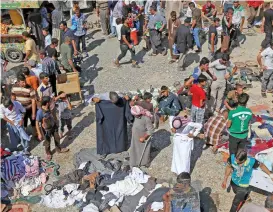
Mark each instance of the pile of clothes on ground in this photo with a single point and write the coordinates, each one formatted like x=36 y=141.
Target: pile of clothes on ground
x=97 y=184
x=105 y=184
x=261 y=147
x=21 y=173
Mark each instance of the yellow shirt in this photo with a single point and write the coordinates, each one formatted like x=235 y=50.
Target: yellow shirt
x=30 y=45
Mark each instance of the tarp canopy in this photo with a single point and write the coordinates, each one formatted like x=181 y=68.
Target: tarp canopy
x=12 y=4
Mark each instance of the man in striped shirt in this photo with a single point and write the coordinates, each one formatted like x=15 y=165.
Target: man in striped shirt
x=215 y=129
x=27 y=97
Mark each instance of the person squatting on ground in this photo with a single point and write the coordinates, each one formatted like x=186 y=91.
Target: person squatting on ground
x=216 y=130
x=46 y=125
x=226 y=30
x=231 y=101
x=240 y=167
x=185 y=133
x=80 y=29
x=27 y=97
x=65 y=115
x=126 y=44
x=253 y=7
x=13 y=113
x=141 y=131
x=238 y=124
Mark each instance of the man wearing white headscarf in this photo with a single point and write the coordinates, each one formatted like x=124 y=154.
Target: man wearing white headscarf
x=141 y=131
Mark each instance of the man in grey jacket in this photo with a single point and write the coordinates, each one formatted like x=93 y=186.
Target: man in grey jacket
x=156 y=25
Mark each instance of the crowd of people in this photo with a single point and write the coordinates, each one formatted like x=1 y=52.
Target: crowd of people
x=217 y=114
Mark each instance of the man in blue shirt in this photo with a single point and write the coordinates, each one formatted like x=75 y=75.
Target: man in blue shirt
x=202 y=68
x=79 y=27
x=240 y=167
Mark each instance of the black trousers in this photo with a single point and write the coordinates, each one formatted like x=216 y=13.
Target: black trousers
x=124 y=48
x=80 y=39
x=66 y=122
x=241 y=194
x=52 y=80
x=236 y=143
x=28 y=115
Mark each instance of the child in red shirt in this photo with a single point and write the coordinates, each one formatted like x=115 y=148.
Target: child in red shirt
x=198 y=100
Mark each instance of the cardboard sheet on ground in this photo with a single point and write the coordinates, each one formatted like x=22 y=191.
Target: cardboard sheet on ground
x=261 y=180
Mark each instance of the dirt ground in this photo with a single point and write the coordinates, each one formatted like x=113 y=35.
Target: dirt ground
x=100 y=76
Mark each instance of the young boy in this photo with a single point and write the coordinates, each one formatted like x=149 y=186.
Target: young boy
x=31 y=80
x=46 y=124
x=65 y=113
x=13 y=113
x=118 y=28
x=198 y=100
x=47 y=37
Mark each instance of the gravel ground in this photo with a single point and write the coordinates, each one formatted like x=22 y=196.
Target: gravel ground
x=100 y=75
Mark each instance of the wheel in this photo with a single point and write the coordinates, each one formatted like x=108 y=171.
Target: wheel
x=14 y=55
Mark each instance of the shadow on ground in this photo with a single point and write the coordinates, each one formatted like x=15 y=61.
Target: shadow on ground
x=160 y=140
x=196 y=152
x=89 y=69
x=94 y=44
x=208 y=200
x=79 y=128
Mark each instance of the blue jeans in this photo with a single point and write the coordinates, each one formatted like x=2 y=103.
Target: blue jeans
x=113 y=29
x=196 y=37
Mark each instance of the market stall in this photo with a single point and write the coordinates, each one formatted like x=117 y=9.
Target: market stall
x=12 y=25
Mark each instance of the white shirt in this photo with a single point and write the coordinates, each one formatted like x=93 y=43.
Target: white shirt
x=13 y=114
x=118 y=28
x=237 y=15
x=36 y=71
x=47 y=40
x=189 y=12
x=267 y=54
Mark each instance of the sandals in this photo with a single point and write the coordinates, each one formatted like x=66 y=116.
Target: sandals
x=62 y=150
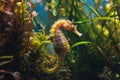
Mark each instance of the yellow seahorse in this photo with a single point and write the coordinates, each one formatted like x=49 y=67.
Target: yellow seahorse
x=60 y=43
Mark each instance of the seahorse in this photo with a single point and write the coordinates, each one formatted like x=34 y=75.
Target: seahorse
x=60 y=42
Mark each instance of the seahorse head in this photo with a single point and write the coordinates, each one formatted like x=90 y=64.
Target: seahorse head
x=68 y=25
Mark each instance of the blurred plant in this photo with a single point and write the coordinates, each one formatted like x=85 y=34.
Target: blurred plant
x=101 y=29
x=15 y=31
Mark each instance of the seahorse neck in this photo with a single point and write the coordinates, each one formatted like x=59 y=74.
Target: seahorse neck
x=57 y=26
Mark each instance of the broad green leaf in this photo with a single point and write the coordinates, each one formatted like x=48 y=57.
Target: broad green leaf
x=80 y=43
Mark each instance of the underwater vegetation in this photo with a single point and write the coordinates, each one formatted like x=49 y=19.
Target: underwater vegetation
x=37 y=40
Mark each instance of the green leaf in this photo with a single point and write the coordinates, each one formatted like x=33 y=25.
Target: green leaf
x=97 y=18
x=80 y=43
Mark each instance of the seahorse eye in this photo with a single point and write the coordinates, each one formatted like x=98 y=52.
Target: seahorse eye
x=69 y=22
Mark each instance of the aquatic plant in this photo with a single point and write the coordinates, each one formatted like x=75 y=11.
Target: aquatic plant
x=99 y=23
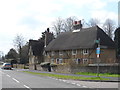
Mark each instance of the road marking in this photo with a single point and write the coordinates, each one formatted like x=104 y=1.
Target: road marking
x=15 y=80
x=84 y=86
x=78 y=84
x=8 y=75
x=27 y=87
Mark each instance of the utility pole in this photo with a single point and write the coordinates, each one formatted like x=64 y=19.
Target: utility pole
x=98 y=56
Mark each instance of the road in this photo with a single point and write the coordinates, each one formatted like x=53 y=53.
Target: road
x=18 y=79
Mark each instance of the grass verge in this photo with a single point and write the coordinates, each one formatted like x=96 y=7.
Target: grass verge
x=67 y=76
x=101 y=74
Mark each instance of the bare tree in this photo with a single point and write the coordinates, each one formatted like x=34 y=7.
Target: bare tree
x=63 y=25
x=19 y=42
x=93 y=22
x=109 y=27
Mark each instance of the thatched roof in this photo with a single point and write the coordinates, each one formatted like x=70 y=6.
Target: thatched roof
x=85 y=38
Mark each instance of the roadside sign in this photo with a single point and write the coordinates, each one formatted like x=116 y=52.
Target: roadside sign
x=98 y=50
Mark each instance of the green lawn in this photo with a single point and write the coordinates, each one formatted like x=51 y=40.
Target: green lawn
x=101 y=74
x=67 y=76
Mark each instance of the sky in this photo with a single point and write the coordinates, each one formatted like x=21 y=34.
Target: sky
x=31 y=17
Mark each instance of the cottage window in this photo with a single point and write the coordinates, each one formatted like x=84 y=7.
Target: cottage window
x=85 y=51
x=52 y=53
x=74 y=52
x=60 y=53
x=85 y=61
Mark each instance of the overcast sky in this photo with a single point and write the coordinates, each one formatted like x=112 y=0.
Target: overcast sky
x=31 y=17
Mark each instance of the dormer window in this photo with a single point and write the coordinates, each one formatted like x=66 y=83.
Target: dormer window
x=85 y=51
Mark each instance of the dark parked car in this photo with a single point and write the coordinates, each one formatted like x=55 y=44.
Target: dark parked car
x=7 y=66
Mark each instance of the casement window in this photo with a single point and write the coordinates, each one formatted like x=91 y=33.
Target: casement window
x=78 y=61
x=85 y=61
x=74 y=52
x=85 y=51
x=60 y=52
x=52 y=60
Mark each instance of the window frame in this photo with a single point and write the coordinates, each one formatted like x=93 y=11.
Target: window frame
x=74 y=53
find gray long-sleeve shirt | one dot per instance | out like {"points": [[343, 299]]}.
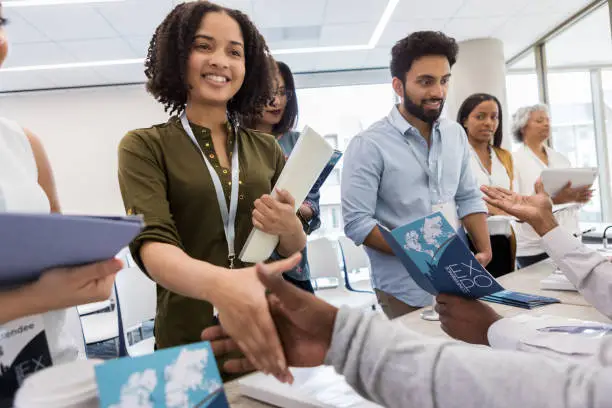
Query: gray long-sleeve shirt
{"points": [[393, 366], [584, 267]]}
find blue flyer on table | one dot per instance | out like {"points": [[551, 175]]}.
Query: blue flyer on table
{"points": [[438, 259], [177, 377], [327, 170]]}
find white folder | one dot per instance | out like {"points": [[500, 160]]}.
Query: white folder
{"points": [[309, 157]]}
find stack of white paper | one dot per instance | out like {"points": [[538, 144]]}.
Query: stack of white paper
{"points": [[318, 387], [308, 159]]}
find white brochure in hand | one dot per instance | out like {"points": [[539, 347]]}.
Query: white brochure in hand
{"points": [[307, 160]]}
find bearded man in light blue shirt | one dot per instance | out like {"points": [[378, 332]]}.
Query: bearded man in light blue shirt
{"points": [[408, 165]]}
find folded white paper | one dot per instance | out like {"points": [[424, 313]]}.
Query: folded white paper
{"points": [[318, 387], [306, 162]]}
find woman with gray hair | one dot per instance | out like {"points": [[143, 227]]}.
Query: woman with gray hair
{"points": [[531, 127]]}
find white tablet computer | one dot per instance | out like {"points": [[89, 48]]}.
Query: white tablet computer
{"points": [[555, 179]]}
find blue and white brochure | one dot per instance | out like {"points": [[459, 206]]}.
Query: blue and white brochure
{"points": [[177, 377], [438, 259]]}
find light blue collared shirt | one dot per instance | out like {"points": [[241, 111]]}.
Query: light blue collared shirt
{"points": [[384, 183]]}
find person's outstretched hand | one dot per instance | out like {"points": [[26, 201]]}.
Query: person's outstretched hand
{"points": [[244, 314], [72, 286], [536, 210], [305, 324], [464, 319]]}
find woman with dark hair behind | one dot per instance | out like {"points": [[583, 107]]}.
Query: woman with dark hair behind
{"points": [[481, 117], [202, 182], [279, 119]]}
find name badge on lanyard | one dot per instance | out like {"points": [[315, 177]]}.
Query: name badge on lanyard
{"points": [[228, 215], [445, 205]]}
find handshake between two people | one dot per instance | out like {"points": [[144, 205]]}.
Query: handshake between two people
{"points": [[305, 323]]}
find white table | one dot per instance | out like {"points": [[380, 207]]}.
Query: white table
{"points": [[525, 280]]}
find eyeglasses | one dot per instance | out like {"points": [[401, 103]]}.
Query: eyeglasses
{"points": [[283, 93]]}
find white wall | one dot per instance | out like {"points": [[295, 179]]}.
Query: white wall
{"points": [[81, 130]]}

§

Set down again, exactly, the lines of the material above from its first line to the one with "Mark each instance of the black", inclusive. Leave the pictures out.

Mark each instance of the pile of clothes on ground in this photo with a single point and write the coordinates, each one formatted like x=36 y=141.
Target: pile of clothes on ground
x=97 y=184
x=105 y=184
x=261 y=147
x=21 y=173
Mark each instance of the yellow shirt in this photo with a single point and write the coordinates, each one formatted like x=235 y=50.
Target: yellow shirt
x=30 y=45
Mark each instance of the tarp canopy in this photo with a single point and write the coordinates, each one formatted like x=181 y=68.
Target: tarp canopy
x=12 y=4
Mark each instance of the man in striped shirt in this photo with a single point and write the coordinates, each one formatted like x=15 y=165.
Target: man in striped shirt
x=215 y=129
x=27 y=97
Mark each instance of the person squatting on ground in this photo with a single point and write the coordinates, each one formatted like x=186 y=91.
Target: person squatting on ground
x=216 y=130
x=46 y=125
x=226 y=30
x=231 y=101
x=240 y=167
x=185 y=133
x=80 y=29
x=27 y=97
x=65 y=115
x=126 y=44
x=253 y=7
x=13 y=113
x=141 y=131
x=238 y=124
Mark each instance of the man wearing white headscarf in this photo with a single point and write the coordinates, each one formatted like x=124 y=154.
Target: man wearing white headscarf
x=141 y=131
Mark each instance of the man in grey jacket in this photo with a single point and write the coordinates, each one formatted like x=93 y=186.
Target: man in grey jacket
x=156 y=25
Mark each instance of the crowd of people in this photo with a single point and write the coordinates, each one formatted like x=1 y=52.
Target: crowd of people
x=217 y=114
Mark each instance of the man in blue shirt in this photo with a single point and write the coordinates, each one formatted like x=75 y=75.
Target: man in blue shirt
x=202 y=68
x=79 y=27
x=240 y=167
Mark each instance of the black trousers in this photo with a single point and write the coordinates, each one formatted like x=216 y=13.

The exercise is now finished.